:: TASK PROMPT ::
Output the line that contains "of the yellow" and every line after it to the end of the entries, with nothing added or left out.

***

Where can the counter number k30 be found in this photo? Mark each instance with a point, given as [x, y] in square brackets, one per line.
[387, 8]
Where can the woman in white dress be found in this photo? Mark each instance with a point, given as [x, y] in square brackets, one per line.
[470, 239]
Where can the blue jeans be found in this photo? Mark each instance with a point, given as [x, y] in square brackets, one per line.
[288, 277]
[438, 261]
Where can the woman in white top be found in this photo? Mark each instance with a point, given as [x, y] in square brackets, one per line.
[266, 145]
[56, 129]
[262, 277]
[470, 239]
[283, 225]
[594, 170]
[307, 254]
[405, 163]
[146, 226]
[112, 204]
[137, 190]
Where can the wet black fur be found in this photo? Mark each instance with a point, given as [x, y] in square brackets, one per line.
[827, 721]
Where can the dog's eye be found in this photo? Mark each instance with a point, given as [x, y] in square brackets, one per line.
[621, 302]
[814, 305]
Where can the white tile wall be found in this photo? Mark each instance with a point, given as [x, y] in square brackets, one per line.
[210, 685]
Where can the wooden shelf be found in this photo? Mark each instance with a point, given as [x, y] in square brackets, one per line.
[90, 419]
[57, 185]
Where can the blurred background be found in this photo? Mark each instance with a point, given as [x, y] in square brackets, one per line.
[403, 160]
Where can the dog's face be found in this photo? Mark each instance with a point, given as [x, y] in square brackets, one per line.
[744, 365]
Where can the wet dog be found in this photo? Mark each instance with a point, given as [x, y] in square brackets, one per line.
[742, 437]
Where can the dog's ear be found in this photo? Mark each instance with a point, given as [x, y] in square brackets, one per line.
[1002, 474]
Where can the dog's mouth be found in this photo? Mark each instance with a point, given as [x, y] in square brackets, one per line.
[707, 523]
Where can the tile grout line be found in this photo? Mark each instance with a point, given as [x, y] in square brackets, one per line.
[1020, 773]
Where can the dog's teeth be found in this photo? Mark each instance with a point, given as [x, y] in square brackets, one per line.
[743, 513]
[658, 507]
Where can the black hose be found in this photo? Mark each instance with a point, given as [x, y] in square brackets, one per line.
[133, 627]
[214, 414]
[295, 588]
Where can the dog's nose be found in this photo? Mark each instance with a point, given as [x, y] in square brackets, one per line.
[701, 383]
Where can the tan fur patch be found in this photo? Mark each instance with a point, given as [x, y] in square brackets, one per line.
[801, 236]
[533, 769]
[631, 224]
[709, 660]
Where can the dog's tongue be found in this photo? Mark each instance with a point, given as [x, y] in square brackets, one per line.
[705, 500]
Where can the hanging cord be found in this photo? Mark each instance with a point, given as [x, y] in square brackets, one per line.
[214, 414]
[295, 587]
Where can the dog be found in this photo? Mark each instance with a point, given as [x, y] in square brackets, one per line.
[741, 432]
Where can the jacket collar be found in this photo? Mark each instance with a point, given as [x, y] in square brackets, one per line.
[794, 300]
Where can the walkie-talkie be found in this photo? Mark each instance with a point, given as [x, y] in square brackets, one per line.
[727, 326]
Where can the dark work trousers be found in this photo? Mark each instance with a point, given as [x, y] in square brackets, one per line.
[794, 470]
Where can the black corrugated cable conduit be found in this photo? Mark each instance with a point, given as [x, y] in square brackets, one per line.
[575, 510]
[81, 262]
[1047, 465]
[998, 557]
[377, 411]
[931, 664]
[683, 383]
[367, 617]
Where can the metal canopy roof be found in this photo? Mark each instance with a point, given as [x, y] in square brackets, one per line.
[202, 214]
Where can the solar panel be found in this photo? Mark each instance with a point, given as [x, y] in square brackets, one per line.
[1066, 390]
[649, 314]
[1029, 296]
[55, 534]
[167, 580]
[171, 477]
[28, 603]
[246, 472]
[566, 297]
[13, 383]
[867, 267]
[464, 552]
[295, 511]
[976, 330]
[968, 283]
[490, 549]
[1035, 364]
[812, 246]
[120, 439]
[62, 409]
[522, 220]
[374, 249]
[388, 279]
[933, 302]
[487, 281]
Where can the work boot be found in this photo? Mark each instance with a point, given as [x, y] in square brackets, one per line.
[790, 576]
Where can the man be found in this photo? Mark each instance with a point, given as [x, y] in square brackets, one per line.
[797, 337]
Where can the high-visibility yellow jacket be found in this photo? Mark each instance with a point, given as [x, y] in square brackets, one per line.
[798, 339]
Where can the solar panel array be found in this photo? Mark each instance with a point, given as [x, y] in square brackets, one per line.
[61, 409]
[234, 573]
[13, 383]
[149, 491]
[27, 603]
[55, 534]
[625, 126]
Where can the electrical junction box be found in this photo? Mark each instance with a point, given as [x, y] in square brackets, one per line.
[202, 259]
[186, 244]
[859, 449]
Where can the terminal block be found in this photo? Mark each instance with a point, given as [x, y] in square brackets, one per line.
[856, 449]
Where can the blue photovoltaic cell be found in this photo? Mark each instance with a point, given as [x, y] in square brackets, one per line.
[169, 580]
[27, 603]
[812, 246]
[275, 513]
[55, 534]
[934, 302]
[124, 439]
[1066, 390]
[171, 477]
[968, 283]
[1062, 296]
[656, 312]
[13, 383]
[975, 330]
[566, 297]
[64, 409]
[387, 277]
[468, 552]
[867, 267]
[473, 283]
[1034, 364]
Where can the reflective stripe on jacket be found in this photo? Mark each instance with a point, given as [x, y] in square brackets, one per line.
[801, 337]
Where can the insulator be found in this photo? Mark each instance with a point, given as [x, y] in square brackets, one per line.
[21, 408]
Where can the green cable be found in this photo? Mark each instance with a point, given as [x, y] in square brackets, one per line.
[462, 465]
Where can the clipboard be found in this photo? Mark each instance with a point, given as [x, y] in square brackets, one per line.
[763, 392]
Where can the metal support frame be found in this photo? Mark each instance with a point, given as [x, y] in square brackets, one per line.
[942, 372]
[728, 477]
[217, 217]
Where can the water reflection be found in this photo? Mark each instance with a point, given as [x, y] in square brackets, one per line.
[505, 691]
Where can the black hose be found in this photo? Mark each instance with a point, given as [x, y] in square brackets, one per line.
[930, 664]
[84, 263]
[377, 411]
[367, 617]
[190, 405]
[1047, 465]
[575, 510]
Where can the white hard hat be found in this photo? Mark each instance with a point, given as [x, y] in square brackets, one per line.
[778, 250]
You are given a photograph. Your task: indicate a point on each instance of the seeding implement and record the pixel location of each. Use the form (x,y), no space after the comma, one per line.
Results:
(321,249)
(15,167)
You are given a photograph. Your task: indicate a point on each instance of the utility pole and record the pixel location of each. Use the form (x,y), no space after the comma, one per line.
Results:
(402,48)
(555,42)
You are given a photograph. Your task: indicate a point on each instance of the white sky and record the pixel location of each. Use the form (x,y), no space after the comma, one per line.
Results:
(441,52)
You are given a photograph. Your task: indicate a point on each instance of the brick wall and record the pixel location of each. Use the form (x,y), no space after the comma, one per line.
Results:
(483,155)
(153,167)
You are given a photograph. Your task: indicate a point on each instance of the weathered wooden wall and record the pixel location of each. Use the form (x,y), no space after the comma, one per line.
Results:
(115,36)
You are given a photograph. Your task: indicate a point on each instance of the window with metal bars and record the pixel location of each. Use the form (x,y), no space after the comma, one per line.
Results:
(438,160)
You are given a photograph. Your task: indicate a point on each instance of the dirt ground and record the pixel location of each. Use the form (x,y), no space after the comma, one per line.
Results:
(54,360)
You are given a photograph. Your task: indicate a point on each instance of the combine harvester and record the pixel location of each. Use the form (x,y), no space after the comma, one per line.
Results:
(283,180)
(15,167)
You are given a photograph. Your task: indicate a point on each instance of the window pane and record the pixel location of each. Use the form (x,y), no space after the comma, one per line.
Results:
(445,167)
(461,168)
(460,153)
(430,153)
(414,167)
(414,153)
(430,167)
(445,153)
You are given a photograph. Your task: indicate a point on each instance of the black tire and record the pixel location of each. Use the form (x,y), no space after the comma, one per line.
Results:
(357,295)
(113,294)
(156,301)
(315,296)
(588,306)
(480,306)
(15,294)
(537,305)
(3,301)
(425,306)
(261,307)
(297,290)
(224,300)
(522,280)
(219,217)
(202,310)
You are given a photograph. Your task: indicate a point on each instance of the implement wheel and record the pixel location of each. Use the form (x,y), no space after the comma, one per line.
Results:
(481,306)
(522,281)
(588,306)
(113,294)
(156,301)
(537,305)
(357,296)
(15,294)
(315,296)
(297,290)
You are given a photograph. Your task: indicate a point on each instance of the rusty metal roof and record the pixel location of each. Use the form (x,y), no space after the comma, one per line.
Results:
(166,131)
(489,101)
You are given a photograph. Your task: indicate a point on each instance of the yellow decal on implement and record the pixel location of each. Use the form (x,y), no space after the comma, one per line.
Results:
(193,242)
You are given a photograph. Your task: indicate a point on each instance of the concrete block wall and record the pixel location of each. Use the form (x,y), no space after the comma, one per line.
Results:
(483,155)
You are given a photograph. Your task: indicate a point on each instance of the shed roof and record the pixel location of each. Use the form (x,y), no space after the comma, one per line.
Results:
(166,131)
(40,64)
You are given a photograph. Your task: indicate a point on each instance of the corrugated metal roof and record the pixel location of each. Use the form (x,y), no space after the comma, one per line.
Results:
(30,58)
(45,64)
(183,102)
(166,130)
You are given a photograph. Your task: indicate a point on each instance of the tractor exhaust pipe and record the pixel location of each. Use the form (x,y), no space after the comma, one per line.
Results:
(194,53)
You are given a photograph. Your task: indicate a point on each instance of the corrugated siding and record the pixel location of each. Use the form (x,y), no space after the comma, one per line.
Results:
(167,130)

***

:: THE OUTPUT ::
You are given a photograph. Your task: indicate a point on each instance of the yellow decal on implement and record the pixel location of each. Use the form (x,y), no space after the comma, one per line.
Results:
(193,242)
You are given a photograph. Your task: indicate a point on each instance of the concrete block wall and record the pixel location of each. Use the form (x,y), no space after the comma, one per line.
Results:
(483,155)
You are given a photograph. Your task: indicate a point on each instance of the shed roof and record the pixel location of each. Use the form (x,y), no space after the comma, one per line.
Results:
(166,131)
(40,64)
You are given a photograph. Your task: indicate a point on each instance of the corrugated metal roof and record the pixel location of each. Use the form (x,y), no space after the comma, one per line.
Results:
(30,58)
(45,64)
(183,102)
(166,130)
You are given a photograph. Your task: indicate a point on each instance of the tractor exhaust pipe and record the pixel location of each. Use the form (x,y), no space after the comma, one per line.
Results:
(194,53)
You are given a photograph. Your task: indicate a point on each instance of the corrugated siding and record the pixel location of each. Use the form (x,y), no space after the comma, one per line.
Results:
(167,130)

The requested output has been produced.